**EXCERPTED RECORDS**
-=-=-
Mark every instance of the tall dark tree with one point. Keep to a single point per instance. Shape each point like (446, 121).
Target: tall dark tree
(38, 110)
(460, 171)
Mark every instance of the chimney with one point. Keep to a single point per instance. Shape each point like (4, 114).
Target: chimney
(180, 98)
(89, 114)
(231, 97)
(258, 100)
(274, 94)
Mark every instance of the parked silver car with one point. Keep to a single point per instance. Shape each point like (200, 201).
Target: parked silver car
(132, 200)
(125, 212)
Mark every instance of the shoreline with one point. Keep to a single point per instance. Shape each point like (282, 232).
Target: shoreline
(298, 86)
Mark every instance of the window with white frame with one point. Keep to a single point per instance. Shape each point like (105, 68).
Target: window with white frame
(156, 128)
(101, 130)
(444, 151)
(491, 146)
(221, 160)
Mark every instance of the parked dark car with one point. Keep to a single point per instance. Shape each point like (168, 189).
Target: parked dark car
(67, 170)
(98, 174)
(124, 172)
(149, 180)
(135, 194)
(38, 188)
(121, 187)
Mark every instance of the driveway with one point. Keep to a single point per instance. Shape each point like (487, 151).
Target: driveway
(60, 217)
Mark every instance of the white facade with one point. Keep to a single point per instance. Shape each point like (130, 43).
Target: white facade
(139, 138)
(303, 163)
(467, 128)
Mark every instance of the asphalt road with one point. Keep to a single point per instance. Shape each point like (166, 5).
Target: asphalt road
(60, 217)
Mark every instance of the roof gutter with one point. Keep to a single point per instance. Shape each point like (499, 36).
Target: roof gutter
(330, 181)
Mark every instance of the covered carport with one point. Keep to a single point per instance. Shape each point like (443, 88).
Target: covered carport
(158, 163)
-=-=-
**WHAT THE TASK ASKS**
Copy every line of the records above word for word, with no changes to wording, numbers or punctuation.

**OUTPUT FOR THIS TASK**
Mark every instance of the tall dark tree with one point. Keep to a single point per instance. Shape each point like (446, 121).
Target: tall dark tree
(38, 110)
(460, 171)
Mark every instance of the chimney with one point. Keep to a single point per instance. Shape each point like (4, 114).
Target: chimney
(180, 98)
(89, 114)
(231, 97)
(258, 100)
(274, 94)
Mark every instance of the parked silver car with one point. Keep to a single point per instance. Shape each point like (200, 201).
Target: parked silver car
(132, 200)
(125, 212)
Mark every instance of the shoreline with one point. Keep to a single point per instance. Shape each point like (282, 232).
Target: shoreline
(298, 86)
Mark every instance of the window with white frame with one point. Keep to a single point per instance. Shape each point like (105, 68).
Target: window with white frame
(156, 128)
(101, 130)
(444, 151)
(491, 146)
(221, 160)
Mark every instance of the parked dark car with one point. Keep to a single point per instance. Shape each point like (168, 189).
Target: parked dark car
(67, 170)
(98, 174)
(124, 172)
(149, 180)
(135, 194)
(38, 188)
(121, 187)
Mark every instance of the driveway with one point. Keep to a single point per instance. Shape each point like (487, 151).
Target: driveway
(60, 217)
Mark every instance of the white facade with one point. Keep to a single point per instance. Shape each point like (130, 43).
Target: white facade
(139, 138)
(303, 163)
(467, 128)
Mark every instance of the asphalt road with one point. Keep to a single point per instance. Shape each point like (166, 5).
Target: asphalt road
(60, 217)
Mark every instance of the roof gutter with one point. Keep to a single point per instance. Shape each point like (499, 36).
Target: roof gutter
(330, 181)
Mark every instance of the covered carport with one point. Keep to a single point per instance. Shape each point like (443, 88).
Target: covered carport
(158, 163)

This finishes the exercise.